**Your objective:** Pick up the article on Kevin Cash's objection to MLB closing team video replay rooms and continue it past its final sentence.

**Text provided:**
Prior to the start of the 2020 season, Major League Baseball announced that it would be shutting down team video replay rooms as part of the league's coronavirus health and safety protocols. But, it's worth noting that the shutdown also came after the Boston Red Sox and the Houston Astros were found to have improperly used the video replay room to decode the opponent's signs, which were then relayed to the hitter.
Tampa Bay Rays manager Kevin Cash isn't too happy with the new restrictions. According to Cash, the prohibition of players and coaches entering the video replay room this season deprives the club of being able to use video as a way to make mid-game adjustments. Here's what Cash told MLB Network Radio:
Without being too controversial, I think it's absolutely ridiculous. It's probably one of the worst things that I've seen Major League Baseball do in take video away from players. Video is what makes us good. It helps us learn, it helps us coach, it helps us attack. And it's been taken away from us because of one team, or a couple teams' stupid choices.
We can't even watch a game, we cannot watch our own game. Our players cannot come in and watch a game in the clubhouse. It is asinine. The entire protocol system, how they came up with that, it is wrong. They're doing an injustice to players.
When Cash was asked what he believes is the best solution, he suggested penalizing the team(s) that broke the rules and then allowing the rest of the teams to have access to what helps them during games. Here's more from Cash:
It's unfair to all players, not just our players with the Rays. It's unfair for guys that really care about their careers and are passionate to learn and passionate to make in-game adjustments and it's not available. It makes no sense whatsoever.

**Point-per-instance localization data:**
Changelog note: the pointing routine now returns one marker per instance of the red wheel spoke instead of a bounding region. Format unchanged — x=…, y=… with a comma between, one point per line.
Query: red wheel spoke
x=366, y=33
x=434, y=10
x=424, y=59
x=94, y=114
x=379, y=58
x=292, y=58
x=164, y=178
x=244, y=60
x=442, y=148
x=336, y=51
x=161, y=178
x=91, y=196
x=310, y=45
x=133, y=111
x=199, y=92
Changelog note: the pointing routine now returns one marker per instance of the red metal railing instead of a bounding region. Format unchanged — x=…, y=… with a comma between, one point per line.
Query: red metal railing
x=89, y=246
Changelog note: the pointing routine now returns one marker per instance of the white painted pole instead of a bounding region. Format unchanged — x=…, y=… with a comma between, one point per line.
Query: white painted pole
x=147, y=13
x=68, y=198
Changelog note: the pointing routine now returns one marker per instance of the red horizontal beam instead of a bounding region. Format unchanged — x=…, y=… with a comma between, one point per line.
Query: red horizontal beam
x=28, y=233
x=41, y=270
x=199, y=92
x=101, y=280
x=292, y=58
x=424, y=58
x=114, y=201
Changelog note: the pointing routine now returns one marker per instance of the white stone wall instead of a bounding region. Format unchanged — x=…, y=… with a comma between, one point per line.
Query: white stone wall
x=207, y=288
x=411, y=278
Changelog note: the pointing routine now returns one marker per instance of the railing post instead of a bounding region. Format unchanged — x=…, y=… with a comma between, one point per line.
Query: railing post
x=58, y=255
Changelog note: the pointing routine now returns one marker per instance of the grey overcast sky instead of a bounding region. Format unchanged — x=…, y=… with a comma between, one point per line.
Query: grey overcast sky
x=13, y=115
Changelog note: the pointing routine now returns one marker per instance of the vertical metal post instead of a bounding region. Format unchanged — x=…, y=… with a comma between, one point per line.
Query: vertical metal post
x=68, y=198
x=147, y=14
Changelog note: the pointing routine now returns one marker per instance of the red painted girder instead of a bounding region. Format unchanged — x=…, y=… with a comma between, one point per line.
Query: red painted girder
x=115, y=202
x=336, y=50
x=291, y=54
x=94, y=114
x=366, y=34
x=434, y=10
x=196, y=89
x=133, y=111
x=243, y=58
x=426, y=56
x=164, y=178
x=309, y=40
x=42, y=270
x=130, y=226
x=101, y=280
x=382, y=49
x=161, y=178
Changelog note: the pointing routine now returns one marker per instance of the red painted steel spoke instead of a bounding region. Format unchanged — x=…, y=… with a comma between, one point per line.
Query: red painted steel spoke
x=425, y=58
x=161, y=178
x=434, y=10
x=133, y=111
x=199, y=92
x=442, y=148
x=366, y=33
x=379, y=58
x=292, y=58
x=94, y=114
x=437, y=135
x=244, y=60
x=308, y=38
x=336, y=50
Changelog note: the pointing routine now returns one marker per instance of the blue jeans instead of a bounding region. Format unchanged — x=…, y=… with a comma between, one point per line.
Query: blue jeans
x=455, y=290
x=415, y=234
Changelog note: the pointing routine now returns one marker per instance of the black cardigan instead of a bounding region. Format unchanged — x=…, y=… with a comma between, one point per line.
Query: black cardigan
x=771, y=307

**Result of this exercise:**
Kyle Snyder and Chad Mottola, our hitting coach and pitching coach, they do a tremendous job and some of their best work is done in-games. When they can go back in between innings and look at what a pitcher is trying to do or what one of our pitchers is doing mechanically or is just off, we can be really good coaches with some video and help and give the right messages. But, when that's taken away, we're done hitting, we just kind of sit there. There's no information to give the hitter and vice versa for the pitcher.
- the video room operators being limited to communicating with just the manager or coach regarding a challenge
- the league adding security to watch the clubhouses and entrances to video rooms
- players instead being provided with pre-loaded iPads instead of granted live, in-game access.
Our own Mike Axisa suggested the elimination of in-game video access as the best way for MLB to stop electronic sign-stealing altogether.